Short problem
Make an exact copy of the records, dropping all pictures.

Listing
** BEGIN **
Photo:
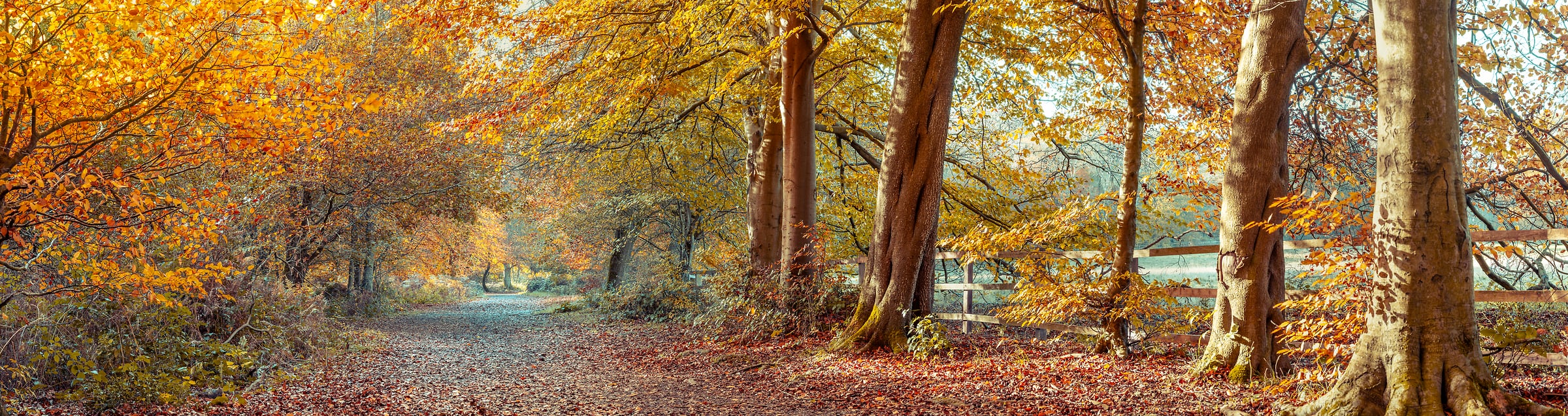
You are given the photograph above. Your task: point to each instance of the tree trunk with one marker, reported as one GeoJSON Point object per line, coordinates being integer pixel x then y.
{"type": "Point", "coordinates": [369, 280]}
{"type": "Point", "coordinates": [683, 236]}
{"type": "Point", "coordinates": [1131, 43]}
{"type": "Point", "coordinates": [506, 273]}
{"type": "Point", "coordinates": [797, 109]}
{"type": "Point", "coordinates": [764, 186]}
{"type": "Point", "coordinates": [1421, 354]}
{"type": "Point", "coordinates": [910, 181]}
{"type": "Point", "coordinates": [353, 273]}
{"type": "Point", "coordinates": [1252, 258]}
{"type": "Point", "coordinates": [617, 269]}
{"type": "Point", "coordinates": [485, 279]}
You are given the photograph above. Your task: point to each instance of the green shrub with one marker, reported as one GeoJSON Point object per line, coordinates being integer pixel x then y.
{"type": "Point", "coordinates": [110, 347]}
{"type": "Point", "coordinates": [927, 338]}
{"type": "Point", "coordinates": [742, 307]}
{"type": "Point", "coordinates": [657, 300]}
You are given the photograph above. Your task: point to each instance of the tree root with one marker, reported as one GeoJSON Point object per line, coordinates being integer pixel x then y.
{"type": "Point", "coordinates": [1410, 381]}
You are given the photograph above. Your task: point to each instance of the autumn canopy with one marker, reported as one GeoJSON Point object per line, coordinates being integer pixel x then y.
{"type": "Point", "coordinates": [1360, 203]}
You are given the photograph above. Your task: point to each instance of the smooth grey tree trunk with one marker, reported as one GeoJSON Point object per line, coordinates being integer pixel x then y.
{"type": "Point", "coordinates": [1123, 268]}
{"type": "Point", "coordinates": [1421, 354]}
{"type": "Point", "coordinates": [798, 104]}
{"type": "Point", "coordinates": [910, 181]}
{"type": "Point", "coordinates": [764, 173]}
{"type": "Point", "coordinates": [1252, 258]}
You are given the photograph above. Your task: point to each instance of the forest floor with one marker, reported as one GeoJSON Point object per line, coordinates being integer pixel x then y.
{"type": "Point", "coordinates": [506, 355]}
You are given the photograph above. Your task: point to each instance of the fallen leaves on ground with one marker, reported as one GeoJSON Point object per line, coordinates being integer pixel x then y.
{"type": "Point", "coordinates": [502, 357]}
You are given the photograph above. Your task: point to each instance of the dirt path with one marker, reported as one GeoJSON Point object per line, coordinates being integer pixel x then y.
{"type": "Point", "coordinates": [500, 355]}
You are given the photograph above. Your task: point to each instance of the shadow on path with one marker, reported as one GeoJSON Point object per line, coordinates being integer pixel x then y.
{"type": "Point", "coordinates": [499, 355]}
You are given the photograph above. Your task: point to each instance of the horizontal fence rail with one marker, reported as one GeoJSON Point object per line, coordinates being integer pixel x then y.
{"type": "Point", "coordinates": [968, 288]}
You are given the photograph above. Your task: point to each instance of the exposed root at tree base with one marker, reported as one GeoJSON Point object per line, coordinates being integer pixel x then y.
{"type": "Point", "coordinates": [1410, 381]}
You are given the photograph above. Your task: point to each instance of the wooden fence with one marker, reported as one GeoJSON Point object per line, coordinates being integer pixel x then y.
{"type": "Point", "coordinates": [968, 288]}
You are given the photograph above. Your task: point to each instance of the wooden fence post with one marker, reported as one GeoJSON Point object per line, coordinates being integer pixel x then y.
{"type": "Point", "coordinates": [970, 296]}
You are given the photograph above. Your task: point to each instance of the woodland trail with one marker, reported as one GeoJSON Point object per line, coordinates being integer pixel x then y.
{"type": "Point", "coordinates": [500, 355]}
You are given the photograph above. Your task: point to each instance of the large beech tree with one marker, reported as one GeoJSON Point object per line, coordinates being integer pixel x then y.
{"type": "Point", "coordinates": [1421, 352]}
{"type": "Point", "coordinates": [1130, 40]}
{"type": "Point", "coordinates": [798, 104]}
{"type": "Point", "coordinates": [764, 145]}
{"type": "Point", "coordinates": [1252, 258]}
{"type": "Point", "coordinates": [910, 181]}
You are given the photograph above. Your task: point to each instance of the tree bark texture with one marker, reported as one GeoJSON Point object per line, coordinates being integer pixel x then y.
** END **
Exercise answer
Photo:
You are given the photograph above. Your task: point to each instance of the tree trunk with one marker, reported as one GeoJSON Point object per line, coordinates being integer pixel x then y.
{"type": "Point", "coordinates": [369, 280]}
{"type": "Point", "coordinates": [683, 236]}
{"type": "Point", "coordinates": [1131, 43]}
{"type": "Point", "coordinates": [506, 273]}
{"type": "Point", "coordinates": [797, 109]}
{"type": "Point", "coordinates": [764, 186]}
{"type": "Point", "coordinates": [1421, 354]}
{"type": "Point", "coordinates": [910, 181]}
{"type": "Point", "coordinates": [353, 273]}
{"type": "Point", "coordinates": [1252, 258]}
{"type": "Point", "coordinates": [617, 269]}
{"type": "Point", "coordinates": [485, 279]}
You are given the photograph above. Your task: point to each instance of the green shrub with one marker, reported as one GeoJSON Point object per line, coordinates being integer pixel x then y.
{"type": "Point", "coordinates": [110, 347]}
{"type": "Point", "coordinates": [927, 338]}
{"type": "Point", "coordinates": [742, 307]}
{"type": "Point", "coordinates": [657, 300]}
You are given the photograph above. Your task: point to each instance of the tree root with one marker, reported as one GeoJSON Point object per line, coordinates being integer pixel x then y.
{"type": "Point", "coordinates": [1410, 381]}
You are given the photograph above. Your task: point to each instance of the autumn canopy with one marker, reported as one GeoJSON Point object per line, coordinates being integer pixel x then y.
{"type": "Point", "coordinates": [1360, 203]}
You are given the photograph above. Your task: point to each instance of the smooth grey tree trunk with one marker, reported as one GeoJSON Point object per line, coordinates being integer pixel x then y.
{"type": "Point", "coordinates": [1123, 268]}
{"type": "Point", "coordinates": [1421, 354]}
{"type": "Point", "coordinates": [798, 104]}
{"type": "Point", "coordinates": [910, 181]}
{"type": "Point", "coordinates": [764, 173]}
{"type": "Point", "coordinates": [1252, 258]}
You are given the photograph above. Your task: point to each instance of the forest floor with one marker, reported as one GeoJSON Point object per line, coordinates being integer pixel x then y.
{"type": "Point", "coordinates": [506, 355]}
You are given the photograph above. Your task: point to each instance of the fallen leaves on ground with one marker, reported as one GeoJSON Point object per line, coordinates being integer pixel x then y.
{"type": "Point", "coordinates": [502, 357]}
You are given the photograph above. Your task: point to each instance of the dirt path with one marker, reported as one GeoJSON Point object per line, coordinates being integer pixel x then y.
{"type": "Point", "coordinates": [500, 355]}
You are given the photograph above. Your task: point to each instance of the shadow on path with one marker, reported as one GeoJSON Point object per line, coordinates being integer pixel x then y.
{"type": "Point", "coordinates": [499, 355]}
You are given the photograph above. Your task: point to each instance of the horizontal fence rail with one marker, reported as one GeoJSON Point object per line, coordinates being integer pixel x then y.
{"type": "Point", "coordinates": [968, 288]}
You are given the photograph above. Your task: point to each instance of the exposed root at tree base with one marker, reported as one GeoJSON Point object per line, coordinates being integer pixel x then y.
{"type": "Point", "coordinates": [1410, 381]}
You are given the photograph above. Your task: point to each instance of the wooden fence with one marker, reported as one GeoJSON Point object per line, coordinates being integer pixel x then y.
{"type": "Point", "coordinates": [968, 288]}
You are given the photograph above. Your task: point to each instance of the wooden fence post with one marker, reported as one GeoJSON Point object per line, coordinates being integer pixel x then y.
{"type": "Point", "coordinates": [970, 296]}
You are given the photograph above. Your task: point to each instance of the woodland trail with one marker, reported as one GeoJSON Point object per line, coordinates being integer pixel x then y.
{"type": "Point", "coordinates": [500, 355]}
You are given the photograph above. Your task: point to each instance of the large beech tree with one marker, reported as one GeoJSON Point object per line, coordinates being integer pixel x then y.
{"type": "Point", "coordinates": [1421, 352]}
{"type": "Point", "coordinates": [1130, 40]}
{"type": "Point", "coordinates": [798, 104]}
{"type": "Point", "coordinates": [764, 145]}
{"type": "Point", "coordinates": [1252, 258]}
{"type": "Point", "coordinates": [910, 181]}
You are given the photograph above. Your task: point to each instance of the tree bark texture with one marker, reported as one GeoJSON Point object per line, coordinates being integer pixel x then y.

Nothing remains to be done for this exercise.